What to work on: List each post number in the forum thread below, with the name of the person who wrote it and the time it was posted.

Once you get crunching, is MySQL faster than Access?


#14    Colin Wyers      (see all posts) 2008/11/15 (Sat) @ 02:55

We talking speed of execution or speed of writing queries?

As you move up in size, MySQL starts to really outperform Access in query speed, in my opinion. For simple queries in smaller tables, the difference probably isn’t noticable.

I find it quicker to write a query than to build one through a wizard, now that I have a grasp of a lot of the commands I use most frequently. I also have an utter rat’s nest of code I’ve written before than I can call upon - I’m in the process of cleaning some of that up in anticipation of sharing it, starting with the Marcels SQL.

Right now, the Marcels SQL can generate hitter projections from the BDB for 2009 in under 10 seconds. (The largest consumer of time is the table that filters out pitchers hitting, actually - that takes four seconds, although I’m not at all certain I’ve written that as elegantly as I can.) I’m sure that a system like CHONE would be quite a bit more complex than the simple Marcels, but I think you’d see some performance gains.

The big reason for using MySQL over Access for me is to be able to do research using Retrosheet PBP data. Access simply can’t handle a table that large.

That said, you can use both if you like. Using the MySQL ODBC Connector, I can use Access to query a MySQL database. It’s not quite as efficient, and I don’t think it’s entirely stable on very large tables (read: Retrosheet events).


#15    terpsfan101      (see all posts) 2008/11/15 (Sat) @ 03:10

MS Access works just fine in terms of speed with the BDB database. It begins to slow down when you work with Retrosheet data. The 2 GB file-size is Access’s biggest limitation. You can not build a complete PBP database using all of the Retrosheet seasons because of this. And Access is slow as molasses working with Retrosheet data. I’ve heard Tango say that Access works well with up to 1,000,000 records. Try using Access with 7,000,000 records.

Of course, none of you guys are mentioning how much memory your computer has, and how fast your processer is. This will affect the speed of your queries more than the program you are using will. My desktop only has 256 MB of memory, and my laptop only has 512 MB, so I end up wasting a lot of time waiting.


#16    Colin Wyers      (see all posts) 2008/11/15 (Sat) @ 03:28

I’m essentially stuck with the computing power I have, and I don’t think I have any more than you do, terpsfan. You can squeeze a lot of speed out of your database through smart query writing and by optimizing your tables ahead of time.

Records contained in a dataset
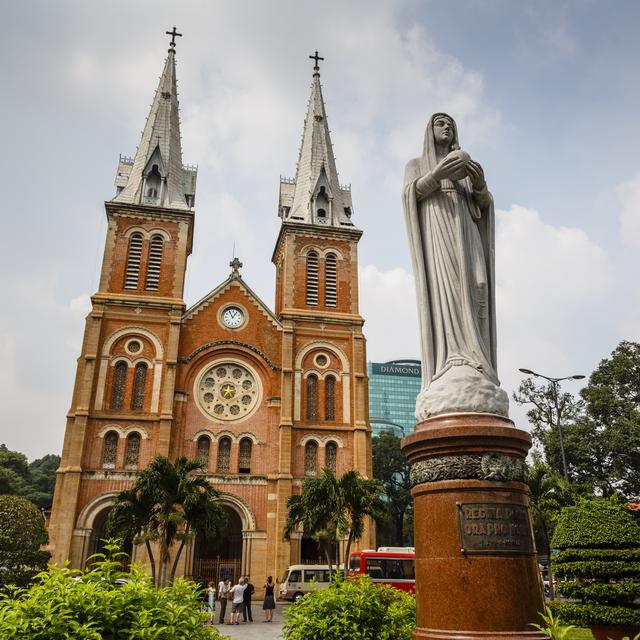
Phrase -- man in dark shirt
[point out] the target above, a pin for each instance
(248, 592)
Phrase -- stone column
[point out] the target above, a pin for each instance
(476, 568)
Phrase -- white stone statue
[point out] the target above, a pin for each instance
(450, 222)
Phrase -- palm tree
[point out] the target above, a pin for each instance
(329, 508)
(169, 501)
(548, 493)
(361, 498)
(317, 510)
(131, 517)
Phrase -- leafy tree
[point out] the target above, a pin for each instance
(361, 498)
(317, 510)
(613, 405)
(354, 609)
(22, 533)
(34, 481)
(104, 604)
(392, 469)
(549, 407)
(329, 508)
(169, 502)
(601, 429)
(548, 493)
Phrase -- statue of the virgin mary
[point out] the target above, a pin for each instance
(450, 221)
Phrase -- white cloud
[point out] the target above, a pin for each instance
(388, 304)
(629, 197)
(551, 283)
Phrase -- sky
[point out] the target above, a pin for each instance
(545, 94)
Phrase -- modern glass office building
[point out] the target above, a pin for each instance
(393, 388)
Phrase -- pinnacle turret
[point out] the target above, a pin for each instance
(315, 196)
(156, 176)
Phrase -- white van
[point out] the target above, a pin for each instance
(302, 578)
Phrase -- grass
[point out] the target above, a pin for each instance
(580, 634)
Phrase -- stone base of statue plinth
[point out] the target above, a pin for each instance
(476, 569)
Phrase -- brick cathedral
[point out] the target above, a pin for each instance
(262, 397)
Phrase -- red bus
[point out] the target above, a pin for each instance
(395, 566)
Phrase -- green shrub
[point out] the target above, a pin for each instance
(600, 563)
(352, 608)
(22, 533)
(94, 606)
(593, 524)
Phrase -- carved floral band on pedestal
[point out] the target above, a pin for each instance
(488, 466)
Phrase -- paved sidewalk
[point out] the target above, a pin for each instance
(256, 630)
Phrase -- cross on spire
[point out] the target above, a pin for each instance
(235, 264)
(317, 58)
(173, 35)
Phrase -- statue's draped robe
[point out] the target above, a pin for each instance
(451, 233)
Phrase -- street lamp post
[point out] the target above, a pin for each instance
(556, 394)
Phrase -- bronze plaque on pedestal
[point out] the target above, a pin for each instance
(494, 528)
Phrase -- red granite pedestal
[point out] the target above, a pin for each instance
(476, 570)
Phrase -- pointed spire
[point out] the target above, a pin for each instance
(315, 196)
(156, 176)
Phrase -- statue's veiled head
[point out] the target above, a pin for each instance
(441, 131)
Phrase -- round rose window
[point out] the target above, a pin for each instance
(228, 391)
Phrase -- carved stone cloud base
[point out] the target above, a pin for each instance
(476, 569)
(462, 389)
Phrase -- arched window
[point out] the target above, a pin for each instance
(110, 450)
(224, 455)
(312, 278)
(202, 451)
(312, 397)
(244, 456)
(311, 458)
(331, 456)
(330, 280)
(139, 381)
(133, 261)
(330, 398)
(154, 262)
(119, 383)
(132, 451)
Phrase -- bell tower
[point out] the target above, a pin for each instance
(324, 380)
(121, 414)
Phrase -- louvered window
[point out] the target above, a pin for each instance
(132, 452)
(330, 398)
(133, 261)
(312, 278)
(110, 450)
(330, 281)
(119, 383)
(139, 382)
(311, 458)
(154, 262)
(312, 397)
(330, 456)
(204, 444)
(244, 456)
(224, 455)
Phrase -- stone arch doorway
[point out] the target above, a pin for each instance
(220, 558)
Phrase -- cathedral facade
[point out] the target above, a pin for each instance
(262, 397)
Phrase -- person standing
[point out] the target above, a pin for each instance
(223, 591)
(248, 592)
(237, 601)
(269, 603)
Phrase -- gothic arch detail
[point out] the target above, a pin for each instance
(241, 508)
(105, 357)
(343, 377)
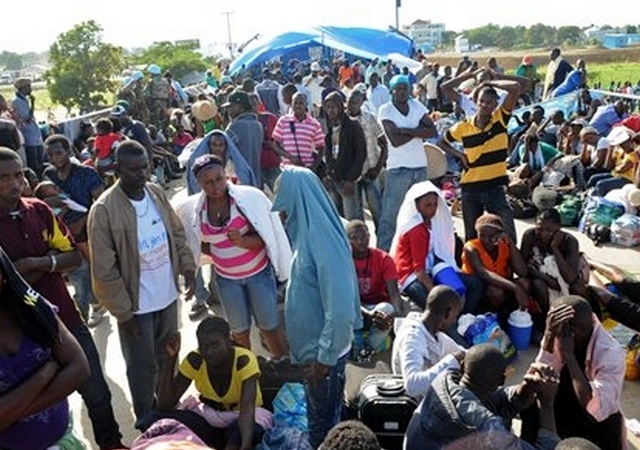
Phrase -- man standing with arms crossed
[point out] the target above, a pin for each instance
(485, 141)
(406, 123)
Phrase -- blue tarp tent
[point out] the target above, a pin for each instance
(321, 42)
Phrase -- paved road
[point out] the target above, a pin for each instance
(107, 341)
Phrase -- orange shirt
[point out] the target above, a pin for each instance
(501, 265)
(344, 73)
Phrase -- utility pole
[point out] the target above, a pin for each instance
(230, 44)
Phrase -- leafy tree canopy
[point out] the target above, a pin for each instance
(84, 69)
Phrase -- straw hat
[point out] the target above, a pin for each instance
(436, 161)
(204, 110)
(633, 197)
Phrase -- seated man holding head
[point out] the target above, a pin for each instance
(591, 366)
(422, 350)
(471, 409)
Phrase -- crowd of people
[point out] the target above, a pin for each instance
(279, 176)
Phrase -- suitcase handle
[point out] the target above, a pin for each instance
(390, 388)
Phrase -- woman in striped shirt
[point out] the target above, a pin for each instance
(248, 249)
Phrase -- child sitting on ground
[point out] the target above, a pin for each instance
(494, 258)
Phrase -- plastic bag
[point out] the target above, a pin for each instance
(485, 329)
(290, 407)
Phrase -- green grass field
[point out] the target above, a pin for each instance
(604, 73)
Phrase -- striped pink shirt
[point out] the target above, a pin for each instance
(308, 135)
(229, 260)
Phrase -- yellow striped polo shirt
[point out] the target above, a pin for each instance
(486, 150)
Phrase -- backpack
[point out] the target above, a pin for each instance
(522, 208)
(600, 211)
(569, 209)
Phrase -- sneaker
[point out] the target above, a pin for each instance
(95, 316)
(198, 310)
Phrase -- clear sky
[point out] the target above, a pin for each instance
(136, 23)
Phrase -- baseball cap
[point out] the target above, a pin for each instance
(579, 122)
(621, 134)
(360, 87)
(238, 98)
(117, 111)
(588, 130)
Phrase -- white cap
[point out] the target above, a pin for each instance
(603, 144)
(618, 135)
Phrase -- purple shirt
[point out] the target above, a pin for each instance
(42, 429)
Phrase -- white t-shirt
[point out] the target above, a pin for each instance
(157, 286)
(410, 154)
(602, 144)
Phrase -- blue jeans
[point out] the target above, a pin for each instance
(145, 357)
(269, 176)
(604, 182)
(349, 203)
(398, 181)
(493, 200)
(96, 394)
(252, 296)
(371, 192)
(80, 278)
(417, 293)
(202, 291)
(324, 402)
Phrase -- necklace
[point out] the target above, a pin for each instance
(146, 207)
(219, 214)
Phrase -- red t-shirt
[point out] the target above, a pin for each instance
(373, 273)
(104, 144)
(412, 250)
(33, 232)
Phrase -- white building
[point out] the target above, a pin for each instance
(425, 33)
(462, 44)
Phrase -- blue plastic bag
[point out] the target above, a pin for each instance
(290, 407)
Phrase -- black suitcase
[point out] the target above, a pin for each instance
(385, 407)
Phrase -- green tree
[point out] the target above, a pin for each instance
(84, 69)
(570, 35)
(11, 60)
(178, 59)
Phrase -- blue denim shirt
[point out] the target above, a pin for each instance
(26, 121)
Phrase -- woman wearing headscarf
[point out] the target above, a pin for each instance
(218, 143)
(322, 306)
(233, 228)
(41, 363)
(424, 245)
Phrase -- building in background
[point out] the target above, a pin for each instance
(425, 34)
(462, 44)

Result for this exercise:
- #14: Colin Wyers, 2008/11/15 (Sat) @ 02:55
- #15: terpsfan101, 2008/11/15 (Sat) @ 03:10
- #16: Colin Wyers, 2008/11/15 (Sat) @ 03:28